━━━━━ DATASET ENTRIES ━━━━━
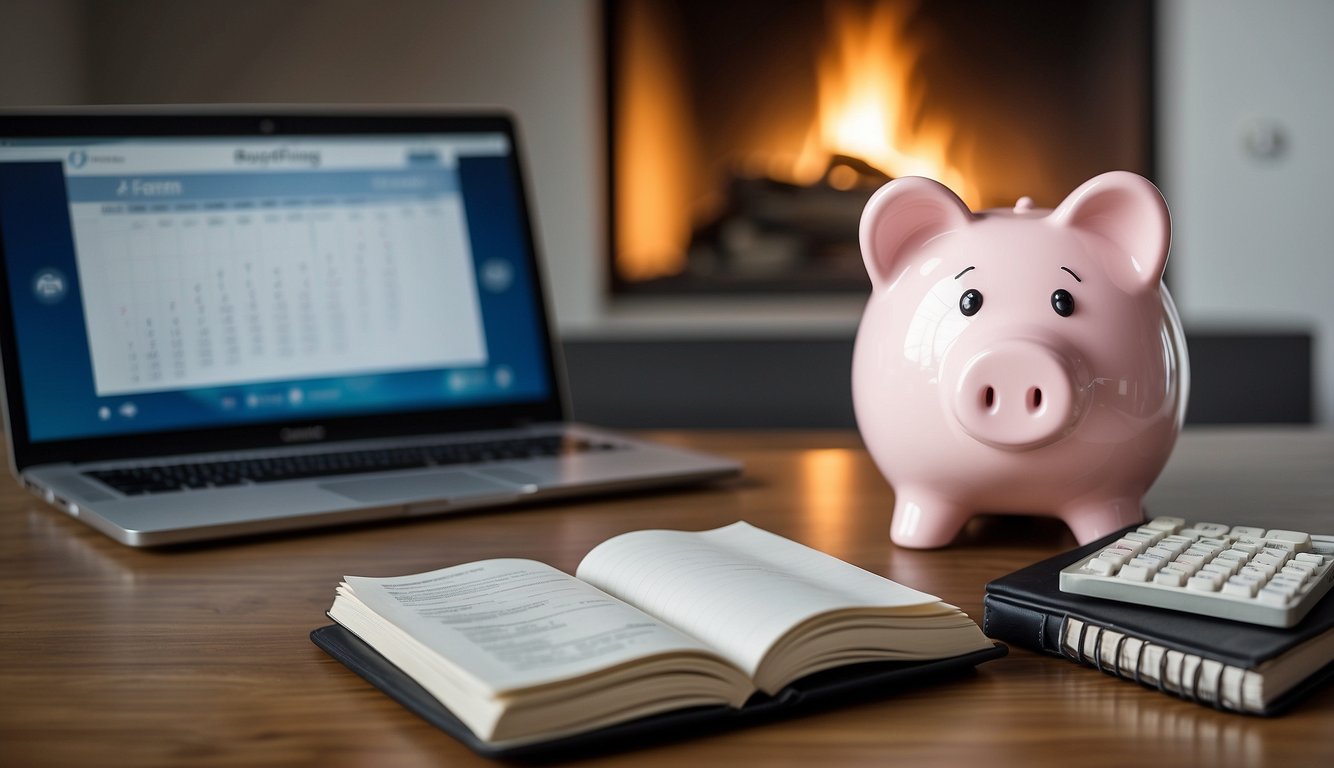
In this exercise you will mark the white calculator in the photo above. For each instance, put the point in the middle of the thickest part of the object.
(1239, 572)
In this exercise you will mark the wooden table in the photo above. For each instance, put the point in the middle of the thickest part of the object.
(199, 656)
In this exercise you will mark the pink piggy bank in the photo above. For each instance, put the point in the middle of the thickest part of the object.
(1025, 360)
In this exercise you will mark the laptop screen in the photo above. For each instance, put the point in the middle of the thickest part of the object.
(167, 283)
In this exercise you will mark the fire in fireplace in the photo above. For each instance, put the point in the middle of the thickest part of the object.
(746, 136)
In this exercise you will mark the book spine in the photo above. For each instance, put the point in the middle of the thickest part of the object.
(1179, 674)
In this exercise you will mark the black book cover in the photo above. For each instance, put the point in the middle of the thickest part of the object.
(821, 691)
(1027, 608)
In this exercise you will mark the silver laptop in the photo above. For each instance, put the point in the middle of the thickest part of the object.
(218, 324)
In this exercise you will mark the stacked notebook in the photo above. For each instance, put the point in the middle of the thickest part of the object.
(1215, 662)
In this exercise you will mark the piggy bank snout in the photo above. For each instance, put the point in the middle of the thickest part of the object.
(1017, 395)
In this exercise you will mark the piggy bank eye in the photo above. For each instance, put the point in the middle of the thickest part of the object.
(970, 302)
(1063, 303)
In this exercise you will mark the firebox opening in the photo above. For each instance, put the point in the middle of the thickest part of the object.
(746, 136)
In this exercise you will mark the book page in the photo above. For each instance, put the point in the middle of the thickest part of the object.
(516, 623)
(738, 588)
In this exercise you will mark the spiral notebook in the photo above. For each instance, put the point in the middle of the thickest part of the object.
(1214, 662)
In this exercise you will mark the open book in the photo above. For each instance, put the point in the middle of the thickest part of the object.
(655, 622)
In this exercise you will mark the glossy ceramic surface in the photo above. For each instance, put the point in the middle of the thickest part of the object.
(1018, 360)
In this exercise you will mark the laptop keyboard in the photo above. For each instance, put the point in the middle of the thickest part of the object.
(162, 479)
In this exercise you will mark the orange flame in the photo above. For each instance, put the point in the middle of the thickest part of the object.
(870, 104)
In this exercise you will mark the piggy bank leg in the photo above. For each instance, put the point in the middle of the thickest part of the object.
(1093, 520)
(925, 520)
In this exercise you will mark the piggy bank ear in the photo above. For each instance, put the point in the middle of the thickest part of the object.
(901, 218)
(1127, 211)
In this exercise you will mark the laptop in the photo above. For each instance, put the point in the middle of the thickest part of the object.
(222, 323)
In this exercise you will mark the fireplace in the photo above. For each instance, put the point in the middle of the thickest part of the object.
(746, 136)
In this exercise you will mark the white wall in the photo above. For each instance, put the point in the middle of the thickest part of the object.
(1254, 228)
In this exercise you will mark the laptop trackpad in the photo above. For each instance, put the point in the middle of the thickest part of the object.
(418, 487)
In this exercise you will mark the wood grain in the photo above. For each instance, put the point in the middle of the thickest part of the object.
(199, 655)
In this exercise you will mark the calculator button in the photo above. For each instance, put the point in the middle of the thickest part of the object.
(1247, 546)
(1101, 566)
(1301, 542)
(1241, 574)
(1273, 596)
(1169, 524)
(1223, 567)
(1270, 559)
(1241, 586)
(1210, 530)
(1205, 582)
(1190, 562)
(1138, 570)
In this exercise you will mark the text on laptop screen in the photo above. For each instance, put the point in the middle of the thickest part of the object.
(192, 283)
━━━━━
**WHAT IS ASKED**
Rewrite the entries from the line with "In this exercise you will mark the fireplace" through the end of the entries, changing "thickest part" to "widest part" everywhere and leaving all else as it is.

**TASK RESPONSE**
In this exercise you will mark the fireplace in the photo above. For each instance, put the point in the middle of the widest part of the object.
(746, 136)
In this exercise you will mark the white wall in the photo above. For each instance, put the point in the middle of the widest part of the object.
(1254, 228)
In this exercise you will mark the laptop trackpad in the photo above. For each instance, put the point in the middle of the widest part of the object.
(418, 487)
In this exercise you will mark the wood grain in the photo above. For each instance, put the point in the middle of the widest part of the object.
(199, 655)
In this exercise you will mark the calculator button in the photo above. For each instance, put the point in the middle of the widest part of the object.
(1247, 546)
(1101, 566)
(1301, 542)
(1241, 574)
(1273, 596)
(1169, 524)
(1223, 567)
(1270, 559)
(1241, 586)
(1210, 530)
(1205, 582)
(1190, 562)
(1138, 570)
In this exercise you will mark the text on laptop screen in the photo above. For each instance, put the point in the middle of the widest part of the object.
(192, 283)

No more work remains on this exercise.